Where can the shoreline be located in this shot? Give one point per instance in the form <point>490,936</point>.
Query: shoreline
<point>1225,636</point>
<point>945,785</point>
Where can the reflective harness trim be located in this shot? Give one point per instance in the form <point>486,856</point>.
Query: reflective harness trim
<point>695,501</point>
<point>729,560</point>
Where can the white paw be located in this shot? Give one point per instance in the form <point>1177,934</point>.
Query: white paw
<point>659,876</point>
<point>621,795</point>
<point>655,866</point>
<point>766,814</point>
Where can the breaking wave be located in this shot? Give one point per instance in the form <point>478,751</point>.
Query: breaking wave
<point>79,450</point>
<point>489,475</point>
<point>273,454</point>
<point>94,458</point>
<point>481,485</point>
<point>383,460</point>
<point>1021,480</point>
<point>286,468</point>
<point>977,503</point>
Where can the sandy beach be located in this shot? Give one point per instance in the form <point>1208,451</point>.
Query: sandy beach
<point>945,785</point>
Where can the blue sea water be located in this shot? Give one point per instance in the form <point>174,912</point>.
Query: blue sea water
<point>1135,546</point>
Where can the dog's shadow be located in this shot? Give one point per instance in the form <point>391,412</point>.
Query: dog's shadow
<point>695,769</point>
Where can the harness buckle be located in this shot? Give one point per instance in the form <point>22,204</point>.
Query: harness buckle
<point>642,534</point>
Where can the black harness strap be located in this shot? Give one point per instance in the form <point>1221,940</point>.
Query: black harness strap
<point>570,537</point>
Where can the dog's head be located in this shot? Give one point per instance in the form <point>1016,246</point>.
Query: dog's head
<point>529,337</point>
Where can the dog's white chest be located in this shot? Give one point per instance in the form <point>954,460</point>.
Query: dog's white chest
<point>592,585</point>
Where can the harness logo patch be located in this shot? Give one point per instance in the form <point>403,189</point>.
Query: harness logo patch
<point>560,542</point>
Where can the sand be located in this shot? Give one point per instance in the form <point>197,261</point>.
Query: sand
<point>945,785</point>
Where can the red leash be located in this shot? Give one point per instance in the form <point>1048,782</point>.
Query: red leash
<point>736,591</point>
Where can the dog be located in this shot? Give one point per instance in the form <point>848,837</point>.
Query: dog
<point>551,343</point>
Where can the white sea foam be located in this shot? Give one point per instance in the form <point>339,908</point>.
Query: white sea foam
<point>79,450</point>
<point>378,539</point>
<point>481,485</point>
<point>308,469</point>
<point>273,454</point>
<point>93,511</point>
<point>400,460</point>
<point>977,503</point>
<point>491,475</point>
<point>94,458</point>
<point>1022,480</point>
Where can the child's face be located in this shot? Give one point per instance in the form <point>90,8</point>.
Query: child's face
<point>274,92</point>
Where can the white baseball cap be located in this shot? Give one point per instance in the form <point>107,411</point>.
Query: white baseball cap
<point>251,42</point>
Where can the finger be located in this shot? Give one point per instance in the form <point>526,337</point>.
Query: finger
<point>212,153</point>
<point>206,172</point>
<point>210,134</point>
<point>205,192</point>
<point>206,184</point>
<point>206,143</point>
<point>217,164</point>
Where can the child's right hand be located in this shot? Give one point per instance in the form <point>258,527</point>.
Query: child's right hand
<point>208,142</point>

==============================

__Assigned task__:
Every entry is to be restated exactly, with no line dropped.

__Result of this task__:
Where can the shoreline be located in this shot? Give one point per instance in the form <point>490,936</point>.
Query: shoreline
<point>1225,636</point>
<point>945,785</point>
Where can the reflective harness trim be located in this shot? Give one point per instance in the form <point>486,856</point>.
Query: reflective harness trim
<point>695,501</point>
<point>729,560</point>
Where can the white paw be located in this shot? Give one point per instance in the form <point>1177,934</point>.
Query: white paw
<point>659,876</point>
<point>621,795</point>
<point>655,866</point>
<point>766,814</point>
Where can the breaking wave be located in this shot? Give one point per instance in the form <point>478,751</point>.
Query: breaking wave
<point>79,450</point>
<point>489,475</point>
<point>273,454</point>
<point>94,458</point>
<point>481,485</point>
<point>383,460</point>
<point>1021,480</point>
<point>286,468</point>
<point>977,503</point>
Where can the sandy beach be located in this shot? Give one point per instance in the form <point>1208,451</point>.
Query: sandy beach
<point>945,785</point>
Where can the blue sea water be located in this shot? Give one point per instance in the form <point>174,912</point>.
Query: blue sea water
<point>1135,546</point>
Where can the dog's shadow be located in this shot? Give one point per instance in the form <point>391,412</point>.
Query: dog's shadow
<point>695,769</point>
Where can the harness buckle be located in this shot? Give one point per instance in the form <point>22,204</point>.
Query: harness buckle
<point>642,534</point>
Where can the black harness strap be located in this shot? Give one point per instance in the form <point>1221,940</point>.
Query: black harness strap
<point>570,537</point>
Where can the dog's head be located in this shot? Give one point per instance in the form <point>1016,246</point>.
Query: dog's head
<point>529,337</point>
Where can the dog's white chest be located in this shot? Give one point per instance in the form <point>954,460</point>.
Query: dog's white chest
<point>592,585</point>
Where can the harness logo patch be located in this shot? Give one point per instance in the form <point>403,189</point>.
Query: harness logo patch
<point>560,542</point>
Where can the sand be located in this shot? Give one point per instance in the form <point>197,261</point>.
Query: sand
<point>945,785</point>
Where can the red leash be located in this shot? Give one point per instance in the form <point>1048,782</point>.
Query: red leash
<point>736,591</point>
Where can the dog be located in this shot? Give one point per instance in the form <point>848,837</point>.
Query: dog
<point>551,343</point>
Where can the white sea foam be located in this shot? Give one point per instance in the form <point>339,908</point>.
Query: white sea foam
<point>79,450</point>
<point>378,539</point>
<point>481,485</point>
<point>308,469</point>
<point>273,454</point>
<point>93,511</point>
<point>400,460</point>
<point>977,503</point>
<point>491,475</point>
<point>94,458</point>
<point>1022,480</point>
Where can the child's face be located in this shot? Give one point per instance in the form <point>90,8</point>.
Query: child's face
<point>274,92</point>
Where can the white baseball cap be located in this shot? Give one point per instance in the form <point>107,411</point>.
Query: white baseball cap
<point>251,42</point>
Where can the finger be located in this shot? Give one point per instance in the form <point>526,337</point>.
Query: finger
<point>212,153</point>
<point>206,172</point>
<point>210,134</point>
<point>205,192</point>
<point>206,184</point>
<point>206,143</point>
<point>217,164</point>
Where can the child's right hand be located in this shot? Give one point per instance in the form <point>258,527</point>.
Query: child's right hand
<point>208,142</point>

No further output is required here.